Yapılacak Görevler:
#1 Belge bölümünde "Fotoğraf: Şehlem Kaçar" ifadesiyle başlayıp "uçsallaştırıldığına dikkat çekti." ifadesiyle biten kısmı harfi harfine kopyalayın.
#2 Belge bölümüne göre csgorselarsiv.org sitesinin kullanıma açılma amacını bir ile üç cümle arasında açıklayın.
#3 Belge bölümüne göre Cinsel Şiddetle Mücadele Derneği hangi yıl kurulmuştur?

Belge Bölümü:

────

Fotoğraf: Şehlem Kaçar / csgorselarsiv.org
Cinsel Şiddetle Mücadele Derneği’nin Medya ve Savunuculuk Çalışmaları Sorumlusu Kaçar, şiddete maruz bırakılanı “kurbanlaştıran, suçlayan/utandıran” bir dili benimsemenin, şiddeti olağan ve görünmez kılabildiğine işaret etti. Toplumsal cinsiyet eşitliğine duyarlı bir dil için görsel bir arşiv oluşturduklarını söyleyen Kaçar, kullanılan görsellerin, şiddete maruz bırakılanın haklarını gözetmediği, faillerin de uçsallaştırıldığına dikkat çekti.
SİBEL YÜKLER
Cinsel Şiddetle Mücadele Derneği (CŞMD), kurulduğu 2014 yılından bu yana cinsel şiddete karşı çalışmalar yürütüyor. CŞMD, bu kapsamda hem dilde ve bellekte hem medyada yerleşmiş kalıpları yıkmak hem de cinsel şiddetle birlikte diğer tüm şiddet türlerine karşı politikalar üretmek için projeler hazırlıyor, atölye faaliyetlerini sürdürüyor. Bu çalışmalardan biri olarak başlatılan “Öyle Değil Böyle” projesiyle, 2017’den beri medya ve basın mensuplarının cinsel şiddet haberlerini hazırlarken nelere dikkat etmelerine yönelik de atölyeler düzenleniyor. Dernek, “Öyle Değil Böyle” diyerek medya üretimlerinde şiddetsiz ve hak temelli bir yaklaşımın benimsenmesi, toplumsal farkındalığın artması ve onay kültürünün yaygınlaşmasına katkıda bulunmayı hedefliyor. “Öyle Değil Böyle” ile anlatılan kılavuzun görsel kullanımını pekiştirmesi için, en son olarak, csgorselarsiv.org sitesi kullanıma açıldı. Böylece basının cinsel şiddet haberlerinde hak temelli görsel kullanmaları teşvik ediliyor ve ilgili görsellere ulaşmalarını kolaylaştırmak amaçlanıyor.

────

Kayıt Alıntıları:

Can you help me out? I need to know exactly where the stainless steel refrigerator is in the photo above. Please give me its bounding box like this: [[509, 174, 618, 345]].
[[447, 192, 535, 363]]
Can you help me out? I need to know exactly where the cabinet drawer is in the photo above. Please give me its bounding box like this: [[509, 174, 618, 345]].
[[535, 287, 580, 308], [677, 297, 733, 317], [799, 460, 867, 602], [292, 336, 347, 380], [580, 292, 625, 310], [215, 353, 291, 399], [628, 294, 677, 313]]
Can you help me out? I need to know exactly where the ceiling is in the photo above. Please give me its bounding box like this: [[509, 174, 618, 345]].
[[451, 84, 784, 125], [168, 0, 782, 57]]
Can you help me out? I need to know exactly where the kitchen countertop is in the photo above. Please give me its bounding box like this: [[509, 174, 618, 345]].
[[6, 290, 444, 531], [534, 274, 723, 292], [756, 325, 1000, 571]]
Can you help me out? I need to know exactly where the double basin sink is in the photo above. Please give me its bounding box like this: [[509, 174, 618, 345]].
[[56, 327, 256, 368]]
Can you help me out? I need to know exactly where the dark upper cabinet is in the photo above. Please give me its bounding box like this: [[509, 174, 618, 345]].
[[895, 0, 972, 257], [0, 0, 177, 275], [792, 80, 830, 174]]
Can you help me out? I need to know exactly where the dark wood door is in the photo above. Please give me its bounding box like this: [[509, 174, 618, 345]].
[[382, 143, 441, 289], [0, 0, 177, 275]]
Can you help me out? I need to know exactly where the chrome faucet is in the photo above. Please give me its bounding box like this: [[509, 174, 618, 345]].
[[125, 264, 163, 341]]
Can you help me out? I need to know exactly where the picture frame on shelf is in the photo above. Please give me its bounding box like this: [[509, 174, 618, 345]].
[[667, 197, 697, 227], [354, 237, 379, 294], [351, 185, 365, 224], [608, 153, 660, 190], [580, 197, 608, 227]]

────

Tam Yanıtlar:
#1
Fotoğraf: Şehlem Kaçar / csgorselarsiv.org
Cinsel Şiddetle Mücadele Derneği’nin Medya ve Savunuculuk Çalışmaları Sorumlusu Kaçar, şiddete maruz bırakılanı “kurbanlaştıran, suçlayan/utandıran” bir dili benimsemenin, şiddeti olağan ve görünmez kılabildiğine işaret etti. Toplumsal cinsiyet eşitliğine duyarlı bir dil için görsel bir arşiv oluşturduklarını söyleyen Kaçar, kullanılan görsellerin, şiddete maruz bırakılanın haklarını gözetmediği, faillerin de uçsallaştırıldığına dikkat çekti.

#2 Site, “Öyle Değil Böyle” ile anlatılan kılavuzun görsel kullanımını pekiştirmek için kullanıma açıldı. Böylece basının cinsel şiddet haberlerinde hak temelli görsel kullanması teşvik ediliyor. Ayrıca basının ilgili görsellere ulaşmasının kolaylaştırılması amaçlanıyor.

#3 2014 yılında.